OK, I see. I do remember torque tapering off at higher rpms on turbo cars curves.

Originally posted by Charlie:
Torque is not directly related to airflow, power is (generally). Same airflow at a lower RPM means more torque
...
You can get more airflow at low RPMs, meaning more horsepower and torque at lower RPM ranges. This is the benefit of forced induction in FSAE.
Maybe a clarification is in order?
Torque is proportional to cylinder mass charge. (Hence you modulate Torque by modulating cylinder charge with a Throttle).
Power is proportional to Torque and Speed.
The restrictor limits mass flow, hence it limits cylinder mass charge above a certain rpm for an NA configuration.
Simplifying to a 'perfect' engine and no losses, you could theoretically get a constant power engine with an inlet compressor after the restrictor, and therefore the torque curve would be asymptotic to the x and y axes of a graph.
Ian

Sure that was a bit oversimplified but the point it was trying to counter was pretty basic too.

I guess you would say power is directly and mostly linearly proportional to mass air flow rate. Torque is not.

Sure torque changes with mass airflow, but over a range of RPM if you kept mass air flow constant, HP would be constant too but torque would change. Assuming as you say an engine with no losses.

The restrictor limits ultimate mass flow but it's not a light switch, it gradually decreases efficiency as it approaches that point.

As RPM increases, with constant mass flow, torque should degrade. I doubt it would become asymptotic with either axis, though I didn't try and plot the limits, seems unlikely to me. Probably, my lazines will mean I'm wrong.

The point was that if someone says '65 ft-lbs means you have more airflow than 45 ft-lbs' that's not true; however power is a good inidcator of that.

Like most details of an engine or vehicle for that matter, you can continue to delve into more detail and find ways to repeat statements with more accuracy if you use more words. http://fsae.com/groupee_common/emoticons/icon_wink.gif

The point was that if someone says '65 ft-lbs means you have more airflow than 45 ft-lbs' that's not true; however power is a good inidcator of that.

It would be true if measured at the same rpm point. As murpia said, torque is directly related to VE, or mass charge, or airflow... Power (HP), again, is also a product of speed. At higher rpms, turbo cars curves do lose their huge advantage, although I'd like to see how Cornell's ewastegate system extended the powerband.

▸ **Records shown**

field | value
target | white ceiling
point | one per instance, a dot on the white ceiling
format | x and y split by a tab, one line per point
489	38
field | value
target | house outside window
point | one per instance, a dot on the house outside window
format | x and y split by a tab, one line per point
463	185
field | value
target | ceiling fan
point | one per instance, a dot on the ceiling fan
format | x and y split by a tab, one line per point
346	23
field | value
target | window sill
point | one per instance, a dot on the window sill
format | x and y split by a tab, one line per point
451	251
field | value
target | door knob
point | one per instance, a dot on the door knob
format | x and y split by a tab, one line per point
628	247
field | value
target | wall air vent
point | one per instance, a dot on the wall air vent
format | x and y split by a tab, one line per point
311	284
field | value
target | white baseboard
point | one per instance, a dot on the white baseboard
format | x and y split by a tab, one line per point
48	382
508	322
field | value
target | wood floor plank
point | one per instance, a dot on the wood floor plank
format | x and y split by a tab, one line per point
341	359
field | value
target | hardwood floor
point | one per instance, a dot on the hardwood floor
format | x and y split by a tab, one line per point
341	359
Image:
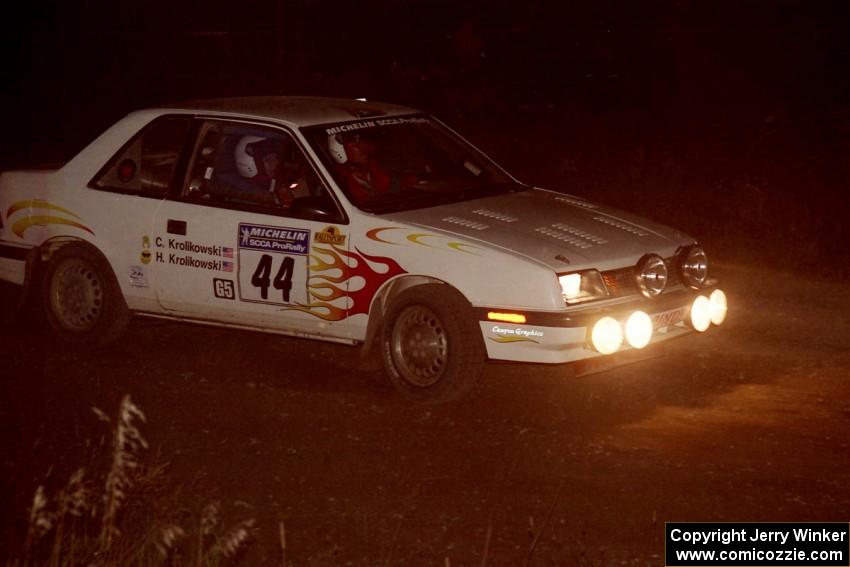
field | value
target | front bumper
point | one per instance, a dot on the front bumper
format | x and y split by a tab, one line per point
565	336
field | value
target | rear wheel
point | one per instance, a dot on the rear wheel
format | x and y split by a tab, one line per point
431	344
82	300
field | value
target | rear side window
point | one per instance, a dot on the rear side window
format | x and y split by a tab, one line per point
146	164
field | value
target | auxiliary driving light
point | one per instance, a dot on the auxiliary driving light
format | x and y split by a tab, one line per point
607	336
701	313
717	306
638	329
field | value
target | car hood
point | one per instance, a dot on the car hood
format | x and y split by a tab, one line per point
561	231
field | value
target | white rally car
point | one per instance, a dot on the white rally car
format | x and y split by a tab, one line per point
348	221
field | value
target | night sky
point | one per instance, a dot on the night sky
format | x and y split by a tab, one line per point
610	100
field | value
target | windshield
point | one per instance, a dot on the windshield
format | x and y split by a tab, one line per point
411	162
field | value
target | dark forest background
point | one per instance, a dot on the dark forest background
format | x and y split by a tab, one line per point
729	120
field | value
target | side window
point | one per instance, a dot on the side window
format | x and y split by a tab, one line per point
146	165
254	168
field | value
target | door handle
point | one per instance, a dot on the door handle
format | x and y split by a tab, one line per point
176	227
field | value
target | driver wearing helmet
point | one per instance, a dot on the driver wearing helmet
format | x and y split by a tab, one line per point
362	176
260	167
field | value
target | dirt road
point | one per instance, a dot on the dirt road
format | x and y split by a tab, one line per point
747	423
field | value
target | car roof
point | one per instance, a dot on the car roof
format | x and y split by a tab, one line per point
297	110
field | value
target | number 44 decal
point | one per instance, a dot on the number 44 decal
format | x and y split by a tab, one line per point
282	281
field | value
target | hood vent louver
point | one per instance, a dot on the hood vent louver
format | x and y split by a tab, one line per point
494	215
630	228
576	202
467	223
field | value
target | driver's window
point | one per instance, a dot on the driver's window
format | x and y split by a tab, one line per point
254	168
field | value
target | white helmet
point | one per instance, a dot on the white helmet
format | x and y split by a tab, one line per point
337	149
245	163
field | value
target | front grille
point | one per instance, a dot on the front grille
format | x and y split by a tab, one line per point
622	281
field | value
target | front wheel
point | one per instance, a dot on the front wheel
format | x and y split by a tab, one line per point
82	301
431	344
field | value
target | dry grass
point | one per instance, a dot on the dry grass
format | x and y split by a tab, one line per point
125	519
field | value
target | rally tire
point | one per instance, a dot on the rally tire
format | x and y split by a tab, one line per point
431	344
82	301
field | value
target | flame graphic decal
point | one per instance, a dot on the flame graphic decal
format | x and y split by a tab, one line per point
415	238
332	275
21	225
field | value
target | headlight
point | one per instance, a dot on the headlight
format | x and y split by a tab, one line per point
582	286
717	306
701	313
651	275
638	329
607	335
693	266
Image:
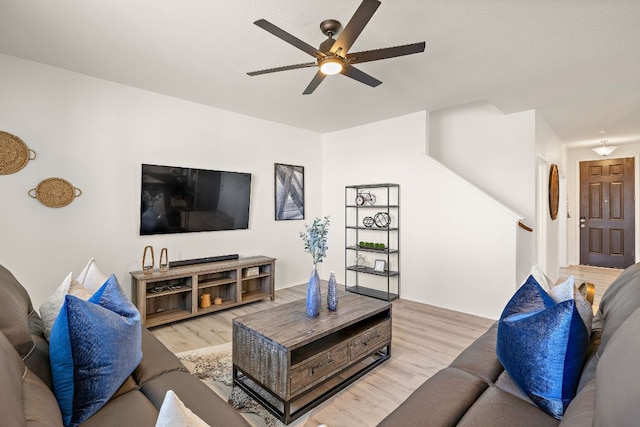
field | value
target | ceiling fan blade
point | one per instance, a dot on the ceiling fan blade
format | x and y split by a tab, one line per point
315	82
389	52
360	76
355	26
292	40
284	68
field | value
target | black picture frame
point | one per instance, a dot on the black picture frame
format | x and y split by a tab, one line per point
289	192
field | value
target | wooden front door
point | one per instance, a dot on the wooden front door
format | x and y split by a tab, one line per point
607	225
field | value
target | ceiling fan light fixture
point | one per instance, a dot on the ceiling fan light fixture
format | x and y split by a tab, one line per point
331	66
605	149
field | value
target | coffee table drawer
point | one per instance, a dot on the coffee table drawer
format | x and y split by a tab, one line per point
370	340
319	367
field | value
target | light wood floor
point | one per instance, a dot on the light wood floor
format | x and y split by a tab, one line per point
425	340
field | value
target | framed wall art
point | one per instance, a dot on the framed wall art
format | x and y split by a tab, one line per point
289	192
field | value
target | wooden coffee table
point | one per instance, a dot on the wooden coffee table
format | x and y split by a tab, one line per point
290	363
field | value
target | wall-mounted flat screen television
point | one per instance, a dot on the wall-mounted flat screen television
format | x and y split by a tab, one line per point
184	200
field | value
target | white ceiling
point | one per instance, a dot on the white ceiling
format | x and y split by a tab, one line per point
575	61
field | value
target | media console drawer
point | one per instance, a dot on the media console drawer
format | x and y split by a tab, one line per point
319	367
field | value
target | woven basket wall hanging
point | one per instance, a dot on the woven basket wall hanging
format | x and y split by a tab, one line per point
55	192
14	153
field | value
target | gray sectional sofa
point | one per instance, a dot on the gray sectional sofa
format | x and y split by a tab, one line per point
475	390
26	385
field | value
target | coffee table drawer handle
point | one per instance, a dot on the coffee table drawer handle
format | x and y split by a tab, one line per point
377	335
321	364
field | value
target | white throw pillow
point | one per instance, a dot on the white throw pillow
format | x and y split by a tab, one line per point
542	279
51	307
173	413
91	277
567	290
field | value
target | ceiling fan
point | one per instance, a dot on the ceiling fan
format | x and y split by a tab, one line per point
332	56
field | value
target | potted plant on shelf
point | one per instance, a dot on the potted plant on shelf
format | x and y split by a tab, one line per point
315	242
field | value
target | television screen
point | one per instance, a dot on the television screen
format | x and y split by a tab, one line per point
183	200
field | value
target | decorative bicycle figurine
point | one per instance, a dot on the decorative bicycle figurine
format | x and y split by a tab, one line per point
365	197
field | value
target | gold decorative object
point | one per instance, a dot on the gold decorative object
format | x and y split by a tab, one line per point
164	260
554	191
205	300
14	153
55	192
148	268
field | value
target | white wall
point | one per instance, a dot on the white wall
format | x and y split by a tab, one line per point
574	157
492	150
96	134
549	148
495	152
457	245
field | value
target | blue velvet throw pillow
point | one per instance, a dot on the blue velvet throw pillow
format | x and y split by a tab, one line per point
94	346
542	344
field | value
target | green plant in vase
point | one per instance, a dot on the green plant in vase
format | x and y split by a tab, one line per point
315	242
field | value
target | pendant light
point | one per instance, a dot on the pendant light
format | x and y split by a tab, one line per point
604	149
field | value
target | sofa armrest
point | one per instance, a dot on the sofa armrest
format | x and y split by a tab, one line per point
588	291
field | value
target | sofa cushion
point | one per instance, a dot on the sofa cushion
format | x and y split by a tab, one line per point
542	345
24	395
128	409
163	360
618	377
95	346
495	408
581	410
449	393
620	299
479	358
174	413
15	306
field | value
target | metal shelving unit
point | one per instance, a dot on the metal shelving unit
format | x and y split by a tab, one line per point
372	216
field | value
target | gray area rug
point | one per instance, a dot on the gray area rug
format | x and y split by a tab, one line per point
213	366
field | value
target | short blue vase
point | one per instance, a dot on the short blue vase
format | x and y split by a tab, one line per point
314	298
332	293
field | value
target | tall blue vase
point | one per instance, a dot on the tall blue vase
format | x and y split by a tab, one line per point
314	298
332	293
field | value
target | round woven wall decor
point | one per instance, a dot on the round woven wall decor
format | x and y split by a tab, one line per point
55	192
14	153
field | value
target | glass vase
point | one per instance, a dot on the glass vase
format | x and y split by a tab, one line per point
314	297
332	293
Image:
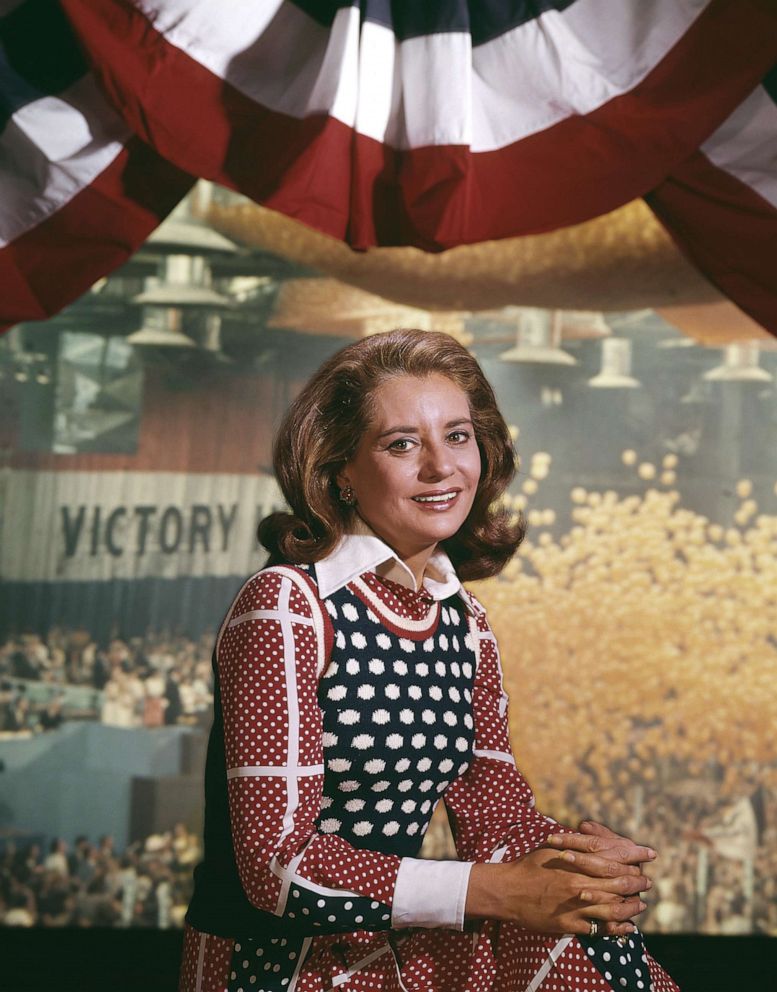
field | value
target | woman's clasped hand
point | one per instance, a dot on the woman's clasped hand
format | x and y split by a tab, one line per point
593	875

▸ **Set exercise A**
Copy the passage of the torque and airflow thread between "Originally posted by" and "an NA configuration.", inclusive.
▸ **Set exercise B**
How many lines in the listing contain the string "background"? Reply with the number only.

▸ **Worked answer A**
Originally posted by Charlie:
Torque is not directly related to airflow, power is (generally). Same airflow at a lower RPM means more torque
...
You can get more airflow at low RPMs, meaning more horsepower and torque at lower RPM ranges. This is the benefit of forced induction in FSAE.
Maybe a clarification is in order?
Torque is proportional to cylinder mass charge. (Hence you modulate Torque by modulating cylinder charge with a Throttle).
Power is proportional to Torque and Speed.
The restrictor limits mass flow, hence it limits cylinder mass charge above a certain rpm for an NA configuration.

▸ **Worked answer B**
2